Work instructions
Quote the data below from the line with "[segment] yellow and black boot" to the line with "352L1193 406L1159 445L1154", keeping both of those lines and changing nothing.

Entries

start

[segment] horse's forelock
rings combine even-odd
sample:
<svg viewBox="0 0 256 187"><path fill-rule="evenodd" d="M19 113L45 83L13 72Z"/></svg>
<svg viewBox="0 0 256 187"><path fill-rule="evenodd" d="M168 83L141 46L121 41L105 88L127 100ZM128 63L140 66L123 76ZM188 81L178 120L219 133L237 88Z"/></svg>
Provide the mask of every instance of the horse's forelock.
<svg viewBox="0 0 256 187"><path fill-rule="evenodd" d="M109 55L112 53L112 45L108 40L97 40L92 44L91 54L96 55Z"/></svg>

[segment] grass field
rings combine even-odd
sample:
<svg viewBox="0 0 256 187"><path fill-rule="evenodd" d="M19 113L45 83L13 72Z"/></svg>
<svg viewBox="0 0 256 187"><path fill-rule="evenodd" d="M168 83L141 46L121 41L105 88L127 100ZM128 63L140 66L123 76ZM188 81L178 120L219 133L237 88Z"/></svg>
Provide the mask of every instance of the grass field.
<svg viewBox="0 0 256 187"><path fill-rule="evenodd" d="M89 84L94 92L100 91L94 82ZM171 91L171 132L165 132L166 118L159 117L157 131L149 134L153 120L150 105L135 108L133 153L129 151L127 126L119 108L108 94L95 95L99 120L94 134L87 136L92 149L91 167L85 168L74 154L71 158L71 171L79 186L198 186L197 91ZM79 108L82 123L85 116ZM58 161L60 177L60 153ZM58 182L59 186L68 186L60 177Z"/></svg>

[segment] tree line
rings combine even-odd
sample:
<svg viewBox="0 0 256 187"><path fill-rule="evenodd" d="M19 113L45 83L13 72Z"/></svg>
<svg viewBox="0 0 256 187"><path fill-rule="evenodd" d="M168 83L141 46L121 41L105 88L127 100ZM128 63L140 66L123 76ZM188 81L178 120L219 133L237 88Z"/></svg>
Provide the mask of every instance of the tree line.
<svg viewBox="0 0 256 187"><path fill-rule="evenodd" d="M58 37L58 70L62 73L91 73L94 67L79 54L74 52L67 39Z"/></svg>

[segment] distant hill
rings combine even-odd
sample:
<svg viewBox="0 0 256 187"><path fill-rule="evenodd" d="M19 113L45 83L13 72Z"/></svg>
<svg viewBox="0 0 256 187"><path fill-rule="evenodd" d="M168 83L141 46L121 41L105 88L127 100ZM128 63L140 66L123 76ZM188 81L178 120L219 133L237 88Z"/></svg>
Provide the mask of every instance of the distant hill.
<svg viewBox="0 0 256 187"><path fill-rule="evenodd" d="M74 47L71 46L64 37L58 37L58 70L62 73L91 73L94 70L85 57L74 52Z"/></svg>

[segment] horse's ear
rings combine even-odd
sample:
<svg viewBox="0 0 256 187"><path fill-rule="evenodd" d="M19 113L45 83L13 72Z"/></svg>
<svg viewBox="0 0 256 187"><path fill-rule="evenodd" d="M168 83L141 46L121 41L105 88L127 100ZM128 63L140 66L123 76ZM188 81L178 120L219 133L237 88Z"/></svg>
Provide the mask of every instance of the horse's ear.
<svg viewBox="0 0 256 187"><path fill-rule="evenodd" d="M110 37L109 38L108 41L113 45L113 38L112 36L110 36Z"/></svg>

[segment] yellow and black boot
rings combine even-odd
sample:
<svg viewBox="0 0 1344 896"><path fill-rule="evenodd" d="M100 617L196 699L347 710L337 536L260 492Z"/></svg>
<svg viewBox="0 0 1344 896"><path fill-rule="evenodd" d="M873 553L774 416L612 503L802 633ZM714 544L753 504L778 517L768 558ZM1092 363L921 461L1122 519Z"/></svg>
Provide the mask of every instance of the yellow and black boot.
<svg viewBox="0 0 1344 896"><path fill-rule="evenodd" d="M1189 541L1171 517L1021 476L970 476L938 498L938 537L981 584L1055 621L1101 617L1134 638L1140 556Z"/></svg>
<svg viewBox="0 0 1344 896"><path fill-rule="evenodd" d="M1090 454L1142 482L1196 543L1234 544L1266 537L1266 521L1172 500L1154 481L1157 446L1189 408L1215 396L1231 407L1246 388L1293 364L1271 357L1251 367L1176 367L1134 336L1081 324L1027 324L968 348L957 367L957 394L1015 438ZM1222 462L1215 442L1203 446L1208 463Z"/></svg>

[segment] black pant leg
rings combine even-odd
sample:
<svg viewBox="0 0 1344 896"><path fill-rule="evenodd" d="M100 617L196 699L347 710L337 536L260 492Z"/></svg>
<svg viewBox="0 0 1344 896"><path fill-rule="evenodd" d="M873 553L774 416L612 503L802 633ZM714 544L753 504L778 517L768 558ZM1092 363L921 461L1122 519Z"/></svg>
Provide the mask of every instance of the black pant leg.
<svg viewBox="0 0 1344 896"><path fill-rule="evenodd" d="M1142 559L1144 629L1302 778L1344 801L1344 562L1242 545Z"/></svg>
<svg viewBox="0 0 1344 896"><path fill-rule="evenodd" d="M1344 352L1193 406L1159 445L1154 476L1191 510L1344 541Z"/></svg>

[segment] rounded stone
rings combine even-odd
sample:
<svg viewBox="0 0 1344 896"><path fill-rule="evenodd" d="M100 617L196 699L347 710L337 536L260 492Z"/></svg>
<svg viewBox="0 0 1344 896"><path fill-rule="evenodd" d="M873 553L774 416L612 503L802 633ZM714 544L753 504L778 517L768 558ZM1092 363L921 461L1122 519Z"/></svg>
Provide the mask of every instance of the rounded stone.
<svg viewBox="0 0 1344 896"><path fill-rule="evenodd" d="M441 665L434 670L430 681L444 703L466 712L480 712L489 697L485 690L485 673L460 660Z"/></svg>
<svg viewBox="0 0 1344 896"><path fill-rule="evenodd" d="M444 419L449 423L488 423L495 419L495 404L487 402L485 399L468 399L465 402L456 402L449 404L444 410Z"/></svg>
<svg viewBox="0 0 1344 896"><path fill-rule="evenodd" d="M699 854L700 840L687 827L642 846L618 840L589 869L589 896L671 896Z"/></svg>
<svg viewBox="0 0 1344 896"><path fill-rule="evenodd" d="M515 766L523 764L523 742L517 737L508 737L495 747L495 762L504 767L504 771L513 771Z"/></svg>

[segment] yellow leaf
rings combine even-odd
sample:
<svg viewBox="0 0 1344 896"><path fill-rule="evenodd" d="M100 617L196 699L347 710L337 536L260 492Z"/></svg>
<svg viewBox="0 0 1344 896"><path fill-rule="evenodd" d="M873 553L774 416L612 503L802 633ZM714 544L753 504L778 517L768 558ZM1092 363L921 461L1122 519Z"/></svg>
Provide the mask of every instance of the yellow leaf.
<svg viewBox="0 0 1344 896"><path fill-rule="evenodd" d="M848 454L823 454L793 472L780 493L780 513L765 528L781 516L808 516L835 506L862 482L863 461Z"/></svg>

end

Reply
[segment] yellow and black boot
rings combine even-odd
sample:
<svg viewBox="0 0 1344 896"><path fill-rule="evenodd" d="M100 617L196 699L347 710L337 536L260 492Z"/></svg>
<svg viewBox="0 0 1344 896"><path fill-rule="evenodd" d="M873 553L774 416L612 503L802 633ZM714 544L753 504L778 517L768 558ZM1092 363L921 461L1122 519Z"/></svg>
Provide the mask of every instance of the yellow and black boot.
<svg viewBox="0 0 1344 896"><path fill-rule="evenodd" d="M1189 541L1171 517L1021 476L970 476L938 498L938 537L981 584L1055 621L1101 617L1134 638L1140 556Z"/></svg>
<svg viewBox="0 0 1344 896"><path fill-rule="evenodd" d="M1090 454L1142 482L1196 543L1234 544L1266 537L1266 521L1172 500L1154 481L1157 446L1189 408L1215 396L1231 407L1246 388L1293 364L1271 357L1251 367L1176 367L1134 336L1081 324L1027 324L968 348L957 367L957 394L1015 438ZM1222 462L1215 442L1203 446L1208 463Z"/></svg>

[segment] black pant leg
rings combine even-odd
sample:
<svg viewBox="0 0 1344 896"><path fill-rule="evenodd" d="M100 617L196 699L347 710L337 536L260 492Z"/></svg>
<svg viewBox="0 0 1344 896"><path fill-rule="evenodd" d="M873 553L774 416L612 503L802 633ZM714 544L753 504L778 517L768 558ZM1092 363L921 461L1122 519Z"/></svg>
Provide the mask of every instance of the black pant leg.
<svg viewBox="0 0 1344 896"><path fill-rule="evenodd" d="M1142 559L1144 629L1302 778L1344 801L1344 562L1242 545Z"/></svg>
<svg viewBox="0 0 1344 896"><path fill-rule="evenodd" d="M1344 352L1193 406L1159 445L1154 476L1191 510L1344 541Z"/></svg>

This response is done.